- What the task requires
Starting with the line that contains "For every instance of the woman in" and going on through the end of the records, swap "planter box" for "flower box" and give back only those lines, with everything else left unchanged.
── Entries supplied
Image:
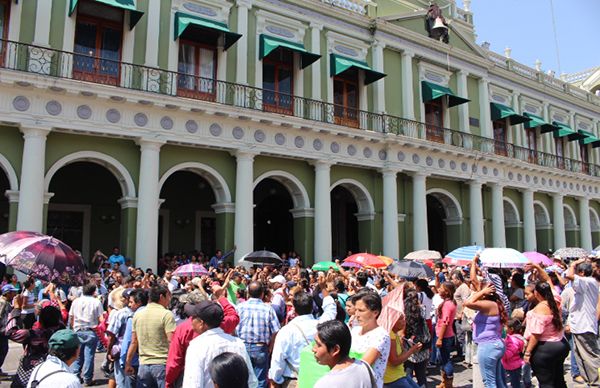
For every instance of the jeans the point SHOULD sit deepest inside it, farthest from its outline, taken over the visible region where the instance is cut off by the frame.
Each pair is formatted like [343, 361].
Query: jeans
[489, 355]
[404, 382]
[445, 361]
[88, 340]
[259, 356]
[514, 376]
[152, 376]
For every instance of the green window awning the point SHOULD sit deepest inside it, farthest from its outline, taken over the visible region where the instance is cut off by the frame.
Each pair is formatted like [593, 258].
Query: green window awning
[537, 121]
[268, 44]
[589, 138]
[433, 91]
[127, 5]
[564, 130]
[499, 112]
[184, 20]
[340, 64]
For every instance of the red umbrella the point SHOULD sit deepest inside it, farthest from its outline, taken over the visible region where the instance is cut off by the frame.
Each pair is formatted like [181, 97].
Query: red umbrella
[366, 260]
[43, 257]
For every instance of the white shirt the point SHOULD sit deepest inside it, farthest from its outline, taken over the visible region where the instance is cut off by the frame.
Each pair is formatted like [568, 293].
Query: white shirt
[290, 340]
[64, 379]
[203, 349]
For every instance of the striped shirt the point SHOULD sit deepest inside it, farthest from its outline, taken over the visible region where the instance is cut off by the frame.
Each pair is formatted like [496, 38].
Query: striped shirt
[258, 321]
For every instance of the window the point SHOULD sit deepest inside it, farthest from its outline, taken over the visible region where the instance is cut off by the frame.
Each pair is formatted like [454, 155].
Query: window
[345, 98]
[278, 81]
[98, 41]
[434, 118]
[500, 137]
[197, 70]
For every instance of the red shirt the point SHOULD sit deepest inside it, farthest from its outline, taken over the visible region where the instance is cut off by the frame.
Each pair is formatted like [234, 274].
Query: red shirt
[184, 333]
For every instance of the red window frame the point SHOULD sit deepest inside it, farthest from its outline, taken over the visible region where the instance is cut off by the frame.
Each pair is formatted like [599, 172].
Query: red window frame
[273, 100]
[96, 76]
[195, 92]
[434, 131]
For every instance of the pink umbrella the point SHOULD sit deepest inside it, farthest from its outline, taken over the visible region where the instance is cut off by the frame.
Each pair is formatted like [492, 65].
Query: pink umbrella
[538, 258]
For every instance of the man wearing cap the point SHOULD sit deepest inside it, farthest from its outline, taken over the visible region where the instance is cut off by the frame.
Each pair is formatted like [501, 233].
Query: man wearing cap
[211, 342]
[8, 293]
[63, 350]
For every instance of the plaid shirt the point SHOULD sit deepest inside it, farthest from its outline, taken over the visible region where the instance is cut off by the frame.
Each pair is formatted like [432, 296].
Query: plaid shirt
[258, 321]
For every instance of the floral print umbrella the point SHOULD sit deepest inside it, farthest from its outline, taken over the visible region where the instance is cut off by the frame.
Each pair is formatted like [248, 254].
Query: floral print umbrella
[43, 257]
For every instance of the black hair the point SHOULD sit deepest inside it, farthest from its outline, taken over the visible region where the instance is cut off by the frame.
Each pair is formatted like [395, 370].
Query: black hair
[333, 333]
[545, 290]
[156, 292]
[303, 303]
[89, 289]
[229, 370]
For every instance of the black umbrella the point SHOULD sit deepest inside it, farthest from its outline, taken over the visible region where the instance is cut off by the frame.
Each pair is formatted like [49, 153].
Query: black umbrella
[263, 257]
[410, 269]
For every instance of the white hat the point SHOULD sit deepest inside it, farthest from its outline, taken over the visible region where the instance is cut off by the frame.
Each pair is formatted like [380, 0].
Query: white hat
[278, 279]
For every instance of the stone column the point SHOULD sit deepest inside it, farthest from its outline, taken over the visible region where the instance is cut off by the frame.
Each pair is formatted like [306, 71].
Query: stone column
[476, 213]
[244, 204]
[420, 232]
[322, 211]
[408, 107]
[31, 198]
[529, 231]
[146, 243]
[390, 214]
[558, 214]
[498, 232]
[584, 223]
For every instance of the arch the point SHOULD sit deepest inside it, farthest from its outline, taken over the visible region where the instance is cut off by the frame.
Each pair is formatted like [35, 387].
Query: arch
[13, 180]
[570, 219]
[291, 183]
[216, 180]
[451, 205]
[594, 220]
[361, 195]
[541, 214]
[511, 213]
[112, 164]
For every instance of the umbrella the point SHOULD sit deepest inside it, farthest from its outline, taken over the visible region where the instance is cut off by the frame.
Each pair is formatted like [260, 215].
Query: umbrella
[410, 269]
[325, 265]
[190, 270]
[366, 260]
[43, 257]
[423, 255]
[538, 258]
[463, 255]
[571, 253]
[263, 257]
[502, 258]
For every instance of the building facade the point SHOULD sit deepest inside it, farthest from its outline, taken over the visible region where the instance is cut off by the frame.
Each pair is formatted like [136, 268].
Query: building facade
[306, 125]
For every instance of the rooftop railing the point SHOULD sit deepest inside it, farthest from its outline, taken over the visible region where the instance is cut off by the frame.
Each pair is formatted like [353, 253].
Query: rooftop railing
[88, 68]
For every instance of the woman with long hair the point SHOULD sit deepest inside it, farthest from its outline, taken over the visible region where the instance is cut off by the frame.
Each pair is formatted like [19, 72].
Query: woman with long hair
[446, 312]
[487, 334]
[547, 347]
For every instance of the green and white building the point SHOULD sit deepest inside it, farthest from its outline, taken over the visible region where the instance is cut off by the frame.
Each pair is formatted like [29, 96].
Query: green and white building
[315, 125]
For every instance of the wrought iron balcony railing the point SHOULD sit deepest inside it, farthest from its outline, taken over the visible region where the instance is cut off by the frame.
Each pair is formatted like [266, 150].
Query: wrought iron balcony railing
[87, 68]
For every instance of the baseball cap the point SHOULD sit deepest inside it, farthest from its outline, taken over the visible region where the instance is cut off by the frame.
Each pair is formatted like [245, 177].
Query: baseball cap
[278, 279]
[63, 339]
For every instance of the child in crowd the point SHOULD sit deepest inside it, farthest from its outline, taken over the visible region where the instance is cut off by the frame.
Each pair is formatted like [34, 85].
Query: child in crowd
[512, 361]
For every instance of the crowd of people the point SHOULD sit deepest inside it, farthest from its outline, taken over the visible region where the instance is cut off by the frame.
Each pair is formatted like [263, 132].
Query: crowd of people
[288, 326]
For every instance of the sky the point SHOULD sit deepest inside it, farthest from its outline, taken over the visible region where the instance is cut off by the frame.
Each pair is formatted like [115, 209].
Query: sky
[526, 27]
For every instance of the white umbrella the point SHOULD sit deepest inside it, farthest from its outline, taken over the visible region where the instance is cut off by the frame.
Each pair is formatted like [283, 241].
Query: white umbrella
[502, 258]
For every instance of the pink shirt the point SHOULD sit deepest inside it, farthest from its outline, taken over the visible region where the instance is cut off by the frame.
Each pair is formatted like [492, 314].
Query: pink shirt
[446, 318]
[542, 325]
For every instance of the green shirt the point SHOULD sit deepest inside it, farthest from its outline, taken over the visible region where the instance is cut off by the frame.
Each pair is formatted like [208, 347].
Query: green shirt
[151, 326]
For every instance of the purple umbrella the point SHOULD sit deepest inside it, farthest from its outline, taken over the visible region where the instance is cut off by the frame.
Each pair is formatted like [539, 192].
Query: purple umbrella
[43, 257]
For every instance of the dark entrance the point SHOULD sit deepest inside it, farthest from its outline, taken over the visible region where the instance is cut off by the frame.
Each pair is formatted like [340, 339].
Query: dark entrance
[273, 222]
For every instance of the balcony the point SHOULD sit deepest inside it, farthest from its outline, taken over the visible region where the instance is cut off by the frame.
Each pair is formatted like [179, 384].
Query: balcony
[61, 64]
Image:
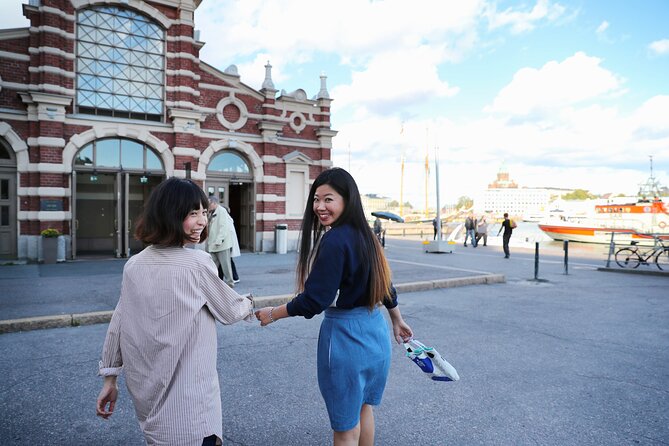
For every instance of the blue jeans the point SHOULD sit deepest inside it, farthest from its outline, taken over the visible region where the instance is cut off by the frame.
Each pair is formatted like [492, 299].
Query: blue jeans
[471, 234]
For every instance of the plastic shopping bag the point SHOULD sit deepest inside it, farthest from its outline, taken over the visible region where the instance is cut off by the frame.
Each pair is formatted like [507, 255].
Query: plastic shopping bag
[430, 361]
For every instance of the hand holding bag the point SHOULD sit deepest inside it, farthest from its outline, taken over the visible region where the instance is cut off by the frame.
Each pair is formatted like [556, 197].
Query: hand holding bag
[430, 361]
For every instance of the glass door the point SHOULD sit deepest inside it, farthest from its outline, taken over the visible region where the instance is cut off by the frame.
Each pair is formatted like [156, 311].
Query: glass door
[96, 214]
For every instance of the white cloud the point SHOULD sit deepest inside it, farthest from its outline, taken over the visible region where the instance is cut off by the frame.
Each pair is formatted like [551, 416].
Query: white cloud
[659, 47]
[395, 79]
[353, 29]
[557, 84]
[520, 22]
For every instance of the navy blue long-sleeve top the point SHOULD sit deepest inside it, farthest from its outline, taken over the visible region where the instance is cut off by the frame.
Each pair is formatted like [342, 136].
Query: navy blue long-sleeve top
[337, 267]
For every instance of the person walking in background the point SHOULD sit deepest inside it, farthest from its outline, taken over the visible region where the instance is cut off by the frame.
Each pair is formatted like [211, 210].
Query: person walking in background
[235, 252]
[470, 227]
[378, 231]
[507, 226]
[219, 243]
[163, 331]
[482, 231]
[345, 273]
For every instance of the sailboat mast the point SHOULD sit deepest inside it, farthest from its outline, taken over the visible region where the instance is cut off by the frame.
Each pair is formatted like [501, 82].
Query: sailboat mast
[402, 189]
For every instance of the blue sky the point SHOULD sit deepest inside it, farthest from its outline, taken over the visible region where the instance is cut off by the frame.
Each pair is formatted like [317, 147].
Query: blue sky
[569, 93]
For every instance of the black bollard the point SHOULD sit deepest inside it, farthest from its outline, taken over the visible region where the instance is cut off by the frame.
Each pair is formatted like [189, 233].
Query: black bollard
[536, 261]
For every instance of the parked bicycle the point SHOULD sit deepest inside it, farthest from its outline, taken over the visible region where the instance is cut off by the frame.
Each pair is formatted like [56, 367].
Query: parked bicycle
[633, 256]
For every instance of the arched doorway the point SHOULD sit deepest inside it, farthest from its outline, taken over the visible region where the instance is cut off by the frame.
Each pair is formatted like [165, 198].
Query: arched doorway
[229, 177]
[8, 221]
[112, 178]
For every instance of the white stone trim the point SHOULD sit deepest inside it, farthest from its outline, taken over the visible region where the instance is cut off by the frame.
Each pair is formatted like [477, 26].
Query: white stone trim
[232, 143]
[58, 12]
[40, 87]
[180, 72]
[43, 191]
[14, 56]
[243, 112]
[52, 70]
[135, 4]
[270, 198]
[186, 151]
[182, 55]
[51, 50]
[17, 144]
[206, 86]
[271, 159]
[110, 129]
[44, 215]
[183, 89]
[46, 141]
[54, 30]
[271, 179]
[17, 33]
[47, 168]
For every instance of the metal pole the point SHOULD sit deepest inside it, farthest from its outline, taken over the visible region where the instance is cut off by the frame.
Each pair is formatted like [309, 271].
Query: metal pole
[611, 248]
[436, 168]
[536, 260]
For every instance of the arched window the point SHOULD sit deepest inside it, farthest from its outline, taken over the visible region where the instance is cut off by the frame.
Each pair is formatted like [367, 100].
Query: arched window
[113, 154]
[228, 162]
[120, 64]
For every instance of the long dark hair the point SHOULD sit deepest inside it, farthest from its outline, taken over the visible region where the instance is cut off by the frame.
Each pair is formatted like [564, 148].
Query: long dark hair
[369, 249]
[161, 222]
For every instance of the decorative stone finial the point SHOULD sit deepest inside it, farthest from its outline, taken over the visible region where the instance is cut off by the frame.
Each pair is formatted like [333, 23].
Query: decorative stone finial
[267, 83]
[323, 92]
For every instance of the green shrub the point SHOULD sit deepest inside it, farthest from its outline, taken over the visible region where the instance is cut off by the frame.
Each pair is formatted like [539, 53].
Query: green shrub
[50, 232]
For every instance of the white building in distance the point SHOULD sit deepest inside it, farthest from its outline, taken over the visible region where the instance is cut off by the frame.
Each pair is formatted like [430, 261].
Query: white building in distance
[504, 195]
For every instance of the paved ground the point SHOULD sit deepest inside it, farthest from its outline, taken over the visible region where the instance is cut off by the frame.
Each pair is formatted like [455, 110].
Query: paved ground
[578, 359]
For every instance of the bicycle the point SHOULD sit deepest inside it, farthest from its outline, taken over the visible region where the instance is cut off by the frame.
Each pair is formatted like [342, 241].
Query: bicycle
[632, 257]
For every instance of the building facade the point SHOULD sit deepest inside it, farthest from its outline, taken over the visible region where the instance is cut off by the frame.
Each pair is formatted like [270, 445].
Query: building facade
[100, 100]
[504, 196]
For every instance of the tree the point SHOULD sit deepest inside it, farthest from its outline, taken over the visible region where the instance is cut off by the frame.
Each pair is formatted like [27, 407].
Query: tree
[465, 202]
[578, 194]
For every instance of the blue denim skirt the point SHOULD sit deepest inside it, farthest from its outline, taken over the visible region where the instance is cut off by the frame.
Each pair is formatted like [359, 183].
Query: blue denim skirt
[353, 363]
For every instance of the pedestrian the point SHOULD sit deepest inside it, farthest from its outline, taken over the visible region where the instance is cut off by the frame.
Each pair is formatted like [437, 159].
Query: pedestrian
[219, 243]
[482, 231]
[470, 227]
[235, 251]
[342, 271]
[163, 331]
[508, 226]
[378, 231]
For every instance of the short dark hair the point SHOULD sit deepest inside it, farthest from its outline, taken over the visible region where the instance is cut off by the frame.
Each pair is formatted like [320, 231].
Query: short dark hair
[161, 222]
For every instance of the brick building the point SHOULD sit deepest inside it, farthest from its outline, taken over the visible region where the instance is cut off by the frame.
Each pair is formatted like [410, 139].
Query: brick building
[100, 100]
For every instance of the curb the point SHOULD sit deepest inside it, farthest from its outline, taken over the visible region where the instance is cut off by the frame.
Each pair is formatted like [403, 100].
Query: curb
[103, 317]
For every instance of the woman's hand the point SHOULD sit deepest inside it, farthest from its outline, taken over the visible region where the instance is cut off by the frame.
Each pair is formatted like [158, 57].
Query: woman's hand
[402, 331]
[268, 315]
[107, 398]
[263, 315]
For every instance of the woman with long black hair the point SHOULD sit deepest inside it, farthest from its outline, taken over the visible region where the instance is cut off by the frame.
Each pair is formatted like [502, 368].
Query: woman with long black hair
[342, 271]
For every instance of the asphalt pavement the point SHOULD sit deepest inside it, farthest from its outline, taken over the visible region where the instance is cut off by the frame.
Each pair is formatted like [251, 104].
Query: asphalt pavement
[561, 359]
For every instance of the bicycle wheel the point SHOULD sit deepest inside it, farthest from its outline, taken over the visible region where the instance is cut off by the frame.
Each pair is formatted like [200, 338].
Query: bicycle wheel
[627, 258]
[662, 259]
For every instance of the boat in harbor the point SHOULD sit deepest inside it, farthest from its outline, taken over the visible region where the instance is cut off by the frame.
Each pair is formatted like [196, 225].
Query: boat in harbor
[628, 220]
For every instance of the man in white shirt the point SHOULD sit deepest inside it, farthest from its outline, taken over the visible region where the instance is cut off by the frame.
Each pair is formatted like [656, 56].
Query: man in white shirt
[219, 241]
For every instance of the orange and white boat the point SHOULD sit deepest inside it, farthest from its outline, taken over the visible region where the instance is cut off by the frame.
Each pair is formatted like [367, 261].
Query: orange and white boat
[630, 222]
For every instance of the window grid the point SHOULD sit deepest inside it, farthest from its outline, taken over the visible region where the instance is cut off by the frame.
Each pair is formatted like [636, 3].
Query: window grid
[120, 64]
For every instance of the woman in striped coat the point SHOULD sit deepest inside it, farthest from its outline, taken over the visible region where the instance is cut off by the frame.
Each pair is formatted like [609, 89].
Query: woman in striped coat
[163, 331]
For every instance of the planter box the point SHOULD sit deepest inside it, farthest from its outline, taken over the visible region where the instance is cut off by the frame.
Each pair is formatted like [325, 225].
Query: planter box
────
- Written answer
For every instance of the woman in striped coat the point SHOULD sit deepest inside it, farthest from its outline, taken over the visible region where the instance is cut off by the frame.
Each pair is formatted like [609, 89].
Query: woman in striped coat
[163, 331]
For every instance of the flower box the point SHOULD sit deepest inside it, farthest from its outline, taken over the visible region where the instance is cut off by the frame.
Each pair is formatted like [325, 225].
Query: flower box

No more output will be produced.